(Beginning of PAGE TEXT)

By this point, viewers may have lost their cookies too. Rather than believing anything Griffin says, it's easier to just sympathise with the Lewis family, who are vulnerable and desperate to get closure - and see justice served for their missing dad. Their grief feels exploited as a way to bring Baskin back into the story again. (Baskin herself refused to appear in the second series, and is suing Netflix for how she's involved - although she frequently appears in clips taken from her YouTube channel.)
None of the Baskin allegations have raised any charges so it's hard not to feel that a group of corrupt men - some with police histories - are piling onto a blonde female. But then again, on a handful of occasions things got so juicy that we felt like the man shovelling popcorn into his gob in that meme which went viral.
You know, this one:
Me trying to eat popcorn while watching a 4DX movie pic.twitter.com/HDo5PMjDgJ
— Wrestling Memes (@Wrestling_Memes) March 15, 2019
The most compelling story is served in the first episode, dedicated to the backstory of the man himself, Joe Exotic. In it, we learn that his former lover Brian Rhyne died of AIDS-related complications in the 1980s, how his dad abused him as a child and how his queerness dates back to his childhood. "He'd dress up as a cowboy, then a grandma - like he's in a make believe world," remembers one of his brothers.
Early life trauma can lead to some objectively terrible decisions later in life - hiring hitmen and the mass genocide of animals withstanding. However the series does well to convey how his actions often felt performative, rather than genuinely malicious - and the story of his queerness is one well worth listening to. "I was raised in an abusive cycle and I was gonna break that cycle," Exotic emotionally says in one excerpt looking at his backstory.
One rival park owner argues: "All the years Jeff Lowe wasn't in the picture, Joe didn't hurt anybody. All of a sudden, Jeff Lowe is in the picture and there are two hitmen."
As conversations increase around how problematic the culture of online sleuthing has become, giving the Baskin investigation another mainstream platform feels gratuitous. However Netflix love stretching out a cold case, as four-part documentary The Vanishing at the Cecil Hotel proved by essentially repeating the same 15-second clip of a woman in an elevator for four hours.
With Exotic in prison and Baskin refusing to take part, the root of this documentary - the tigers - take a backseat and in turn, it feels less clear why we're here again other than to hear more outrageous claims.
The rest of Tiger King is a dull run-through of life since the new park owner Lowe has failed at his grand plans to open a new megawatt development on the site of Exotic's old park - and that's basically the thrust of it. Now all he has left is to sit around waxing lyrical about his old enemy Joe. Lowe comes across as a nasty character with none of Exotic's past traumas as complicated justification for his callous comments.
His remarks, easy to fire off when Exotic has limited ways of responding from prison, feel cowardly and boring to watch. Exotic dials in from behind bars and says exactly what we've all come to expect of him - but sadly, he's still more obsessed with shallow threats against Baskin than he is about examining his own behaviour.
Overall, it's all a bit depressing. The message of Tiger King 2 is that they're mostly still bitching about each other. The only good news - and it is proper good news - is that the tigers are now living their best lives in a more expansive wildlife park elsewhere. Exotic wishes Tiger King 2 may deliver him the same fate.

(End of PAGE TEXT)
(Beginning of RECORDED DATA)

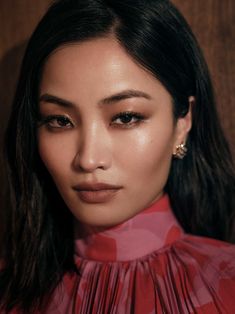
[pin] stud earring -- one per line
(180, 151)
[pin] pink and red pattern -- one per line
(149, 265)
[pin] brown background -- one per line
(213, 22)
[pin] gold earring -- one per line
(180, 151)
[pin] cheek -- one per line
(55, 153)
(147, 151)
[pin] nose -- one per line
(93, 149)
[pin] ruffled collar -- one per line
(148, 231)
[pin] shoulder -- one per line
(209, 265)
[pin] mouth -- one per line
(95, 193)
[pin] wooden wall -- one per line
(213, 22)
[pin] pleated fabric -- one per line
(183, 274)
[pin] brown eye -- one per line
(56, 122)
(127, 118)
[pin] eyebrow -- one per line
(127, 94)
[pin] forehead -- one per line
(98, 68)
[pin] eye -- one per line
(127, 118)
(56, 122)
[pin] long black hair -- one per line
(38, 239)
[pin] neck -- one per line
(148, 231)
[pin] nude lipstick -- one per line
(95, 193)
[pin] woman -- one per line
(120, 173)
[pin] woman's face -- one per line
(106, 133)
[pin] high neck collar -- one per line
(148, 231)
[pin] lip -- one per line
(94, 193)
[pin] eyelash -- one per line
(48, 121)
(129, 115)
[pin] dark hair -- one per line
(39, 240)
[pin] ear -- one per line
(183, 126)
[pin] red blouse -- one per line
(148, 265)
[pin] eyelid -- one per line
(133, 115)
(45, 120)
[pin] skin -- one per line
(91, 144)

(End of RECORDED DATA)
(Beginning of RECORDED DATA)

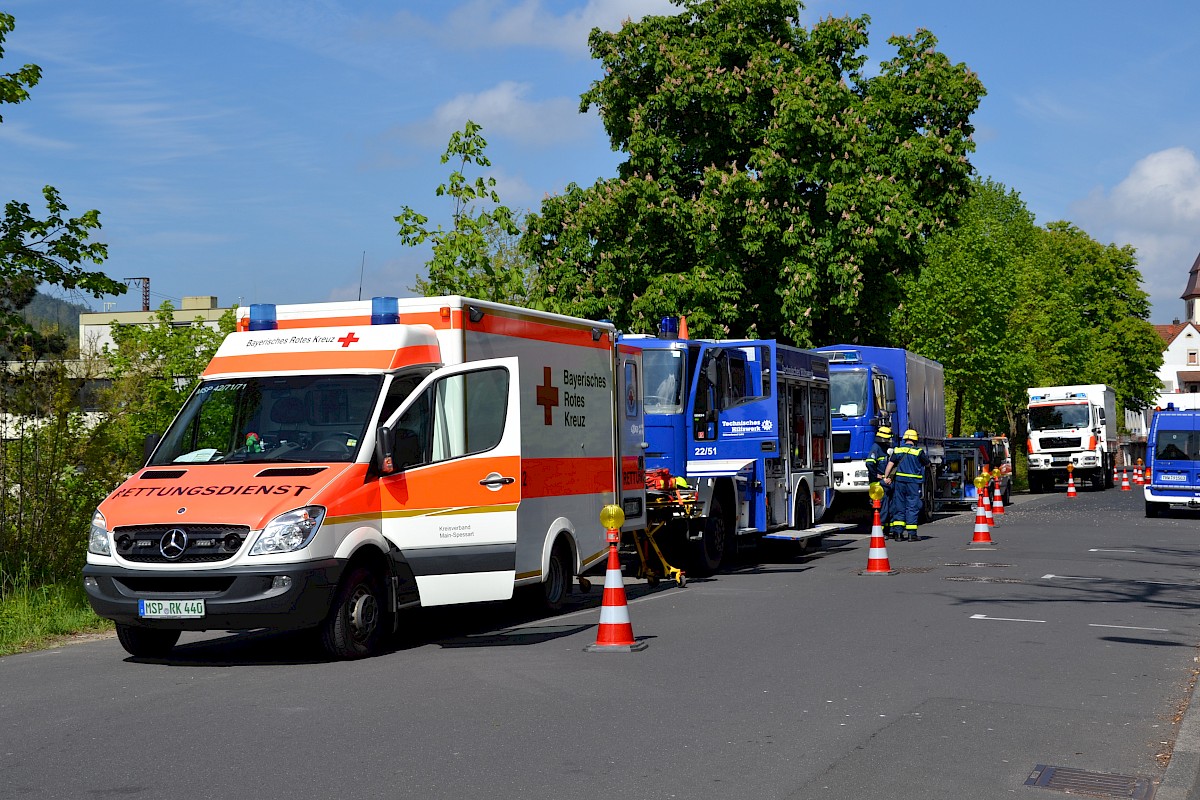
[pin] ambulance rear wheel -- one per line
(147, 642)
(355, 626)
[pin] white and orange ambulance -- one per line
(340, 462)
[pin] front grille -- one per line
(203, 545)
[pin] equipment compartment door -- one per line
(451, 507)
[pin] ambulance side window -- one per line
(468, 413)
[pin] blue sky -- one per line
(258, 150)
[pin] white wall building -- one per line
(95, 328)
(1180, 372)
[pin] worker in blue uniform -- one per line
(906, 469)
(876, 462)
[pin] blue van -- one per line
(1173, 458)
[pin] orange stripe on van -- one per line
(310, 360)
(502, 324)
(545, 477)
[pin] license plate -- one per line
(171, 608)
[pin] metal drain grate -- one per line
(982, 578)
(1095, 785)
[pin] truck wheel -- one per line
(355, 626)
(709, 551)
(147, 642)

(End of RECORDED DATA)
(Beginning of RECORDED DATA)

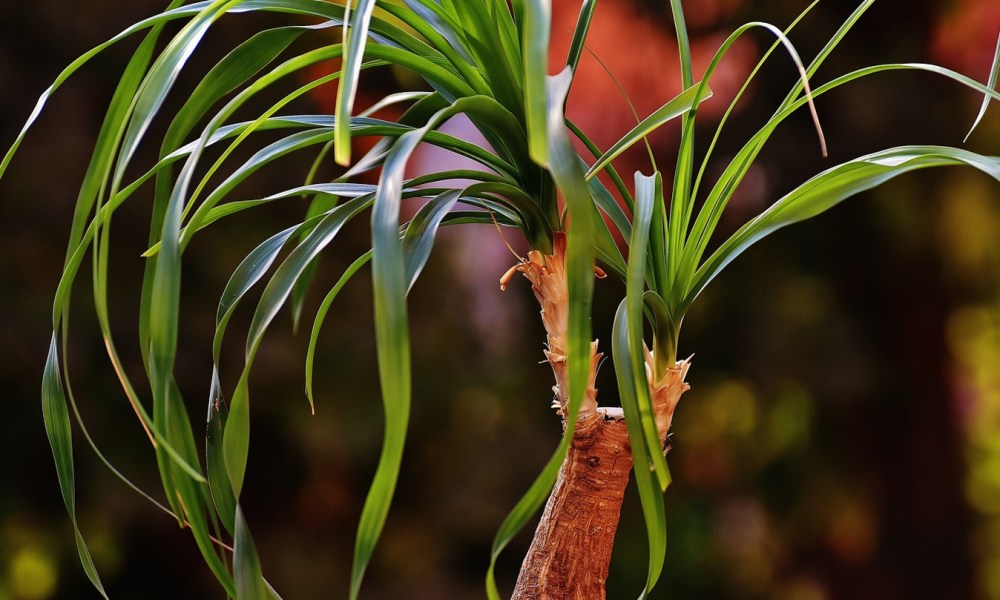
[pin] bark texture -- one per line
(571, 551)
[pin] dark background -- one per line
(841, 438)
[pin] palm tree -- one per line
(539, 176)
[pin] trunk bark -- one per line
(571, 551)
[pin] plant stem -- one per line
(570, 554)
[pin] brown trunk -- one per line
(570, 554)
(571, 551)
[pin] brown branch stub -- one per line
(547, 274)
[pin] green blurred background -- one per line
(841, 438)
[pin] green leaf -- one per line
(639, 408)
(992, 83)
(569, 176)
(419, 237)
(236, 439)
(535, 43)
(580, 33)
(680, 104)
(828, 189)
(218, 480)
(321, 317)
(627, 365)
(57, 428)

(End of RECORDED DATA)

WHAT THE TASK ASKS:
Please answer from the Tiger King 2 review: what did Joe Exotic's former lover Brian Rhyne die of? The records have nothing to do with this.

RESPONSE TO THE TASK:
AIDS-related complications, in the 1980s.